= Apply what you read =
1) Answer these questions from the piece on editing Metro for a day:
(a) Which organization gets a multi-feature spread in the issue, and who runs it?
(b) Which best practices of old media should new media companies adopt?
(c) What does the take on the second AIG story say Obama needs to do?
2) List every city named in the piece on editing Metro for a day.

= Quoted passage =
I loved the idea of editing a newspaper... for a day.

I'm constantly asked about working online versus working in print -- as if new media and traditional media are engaged in a winner-take-all steel-cage-death-match fight-to-the-finish instead of each adjusting to new realities and navigating an uncertain path to the future. I firmly believe in a hybrid future where old media players embrace the ways of new media (transparency, interactivity, immediacy) and new media companies adopt the best practices of old media (fairness, accuracy).

For me, it's never been an either/or proposition. Whatever the platform, it's all about having interesting content and delivering it in a compelling manner.

It was great fun working with the Metro staff picking which stories to feature -- and offering my take on the day's top news.

If you live in New York, Boston, or Philadelphia, pick up a copy of Metro and see what we've come up with. If you don't (or if you prefer getting your news online), here are links to some of the stories we selected, and my take on them.

The issue also features a column by me and a multi-feature spread on one of my favorite organizations, the Harlem Children's Zone, run by a man I have long admired, the remarkable Geoff Canada.

The Story: The AIG Bonus Fight
My Take: It's a battle to see who is more tone-deaf: the AIG execs pushing for bonuses despite running the company into the ground or the members of the Obama administration who didn't realize this would inspire such outrage.

The Story: AIG Outrage Threatens to Deplete Obama's Political Capital
My Take: Obama didn't realize soon enough how ineffective and powerless allowing these bonuses would make him and his administration look. He needs to win this fight.

= Data excerpts =
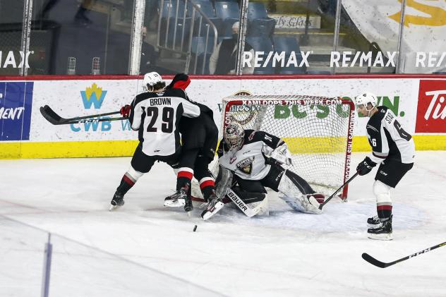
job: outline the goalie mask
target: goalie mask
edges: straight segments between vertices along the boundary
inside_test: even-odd
[[[145,92],[153,92],[157,90],[164,89],[166,83],[157,72],[150,72],[144,75],[143,87]]]
[[[239,123],[231,122],[224,129],[224,142],[229,150],[239,150],[243,145],[245,131]]]
[[[376,96],[374,94],[372,94],[369,92],[364,92],[358,96],[356,96],[355,98],[355,103],[356,105],[356,109],[361,105],[363,105],[366,108],[366,110],[370,111],[373,109],[377,106],[378,99],[376,99]],[[368,109],[368,104],[370,104],[372,107],[369,109]]]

= Solutions per task =
1)
(a) The Harlem Children's Zone, run by Geoff Canada.
(b) Fairness and accuracy.
(c) He needs to win this fight.

2) New York, Boston, Philadelphia